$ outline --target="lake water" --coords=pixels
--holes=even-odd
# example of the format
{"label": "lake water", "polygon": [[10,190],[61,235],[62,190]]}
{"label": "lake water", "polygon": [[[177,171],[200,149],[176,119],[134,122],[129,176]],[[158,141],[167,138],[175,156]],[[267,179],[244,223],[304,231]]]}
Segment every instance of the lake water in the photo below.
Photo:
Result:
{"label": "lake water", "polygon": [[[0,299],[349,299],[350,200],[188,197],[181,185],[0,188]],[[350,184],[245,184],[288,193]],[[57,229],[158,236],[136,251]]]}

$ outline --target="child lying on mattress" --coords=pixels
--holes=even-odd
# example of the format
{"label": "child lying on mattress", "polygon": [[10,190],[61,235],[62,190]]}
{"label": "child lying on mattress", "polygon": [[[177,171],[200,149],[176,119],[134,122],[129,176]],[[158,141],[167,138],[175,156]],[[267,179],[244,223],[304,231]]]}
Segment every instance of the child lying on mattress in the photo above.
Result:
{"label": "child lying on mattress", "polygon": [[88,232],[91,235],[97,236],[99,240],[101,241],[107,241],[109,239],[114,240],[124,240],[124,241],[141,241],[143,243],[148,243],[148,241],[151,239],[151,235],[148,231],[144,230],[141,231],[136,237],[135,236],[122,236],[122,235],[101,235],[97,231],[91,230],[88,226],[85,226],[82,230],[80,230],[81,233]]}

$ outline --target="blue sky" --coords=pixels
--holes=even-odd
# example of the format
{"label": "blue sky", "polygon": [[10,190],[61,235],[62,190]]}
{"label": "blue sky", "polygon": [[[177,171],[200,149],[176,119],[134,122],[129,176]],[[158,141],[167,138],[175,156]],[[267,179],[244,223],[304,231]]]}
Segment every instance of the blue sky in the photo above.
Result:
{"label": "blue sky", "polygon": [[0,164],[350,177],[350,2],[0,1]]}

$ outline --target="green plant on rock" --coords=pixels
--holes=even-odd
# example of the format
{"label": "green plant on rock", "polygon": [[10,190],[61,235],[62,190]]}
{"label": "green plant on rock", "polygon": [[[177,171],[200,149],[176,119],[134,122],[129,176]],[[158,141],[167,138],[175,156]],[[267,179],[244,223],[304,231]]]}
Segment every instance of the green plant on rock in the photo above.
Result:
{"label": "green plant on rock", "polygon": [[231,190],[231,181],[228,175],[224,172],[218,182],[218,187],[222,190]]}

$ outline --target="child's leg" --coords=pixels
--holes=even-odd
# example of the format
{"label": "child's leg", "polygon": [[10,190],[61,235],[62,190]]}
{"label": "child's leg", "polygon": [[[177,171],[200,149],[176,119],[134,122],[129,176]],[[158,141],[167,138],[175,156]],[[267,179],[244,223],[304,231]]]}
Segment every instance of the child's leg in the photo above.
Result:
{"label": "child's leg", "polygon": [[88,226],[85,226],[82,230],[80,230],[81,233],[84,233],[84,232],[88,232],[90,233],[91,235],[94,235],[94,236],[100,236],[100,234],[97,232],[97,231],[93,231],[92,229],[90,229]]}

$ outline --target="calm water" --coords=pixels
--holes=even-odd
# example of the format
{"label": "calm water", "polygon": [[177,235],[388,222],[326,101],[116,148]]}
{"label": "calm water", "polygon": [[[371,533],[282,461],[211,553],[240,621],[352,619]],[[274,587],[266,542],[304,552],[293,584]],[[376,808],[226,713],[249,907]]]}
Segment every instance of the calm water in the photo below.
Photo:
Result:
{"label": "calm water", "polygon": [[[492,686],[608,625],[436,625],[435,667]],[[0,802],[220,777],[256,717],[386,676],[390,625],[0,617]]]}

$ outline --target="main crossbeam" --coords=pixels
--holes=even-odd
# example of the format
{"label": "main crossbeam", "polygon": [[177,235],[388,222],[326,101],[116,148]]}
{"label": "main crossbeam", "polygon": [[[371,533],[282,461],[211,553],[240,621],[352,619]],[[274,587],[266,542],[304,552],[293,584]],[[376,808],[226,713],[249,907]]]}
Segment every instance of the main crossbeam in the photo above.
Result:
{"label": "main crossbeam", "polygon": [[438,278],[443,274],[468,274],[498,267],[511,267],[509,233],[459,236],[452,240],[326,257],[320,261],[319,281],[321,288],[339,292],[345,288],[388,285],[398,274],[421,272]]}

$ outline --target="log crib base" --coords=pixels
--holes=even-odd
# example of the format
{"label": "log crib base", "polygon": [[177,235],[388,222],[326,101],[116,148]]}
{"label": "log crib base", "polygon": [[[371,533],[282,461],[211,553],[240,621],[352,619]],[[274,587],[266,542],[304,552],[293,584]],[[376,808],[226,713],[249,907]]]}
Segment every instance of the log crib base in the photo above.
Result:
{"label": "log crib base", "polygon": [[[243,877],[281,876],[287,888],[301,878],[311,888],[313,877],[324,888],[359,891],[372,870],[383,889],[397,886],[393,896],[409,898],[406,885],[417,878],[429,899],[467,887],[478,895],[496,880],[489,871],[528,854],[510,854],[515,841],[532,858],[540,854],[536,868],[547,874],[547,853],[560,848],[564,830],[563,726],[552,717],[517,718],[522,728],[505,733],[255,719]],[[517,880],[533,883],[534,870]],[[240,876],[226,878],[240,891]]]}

···

Instructions for the task >> Search the data above for the word "below" and report how many lines contain it, with nothing further.

Response to the task >> 2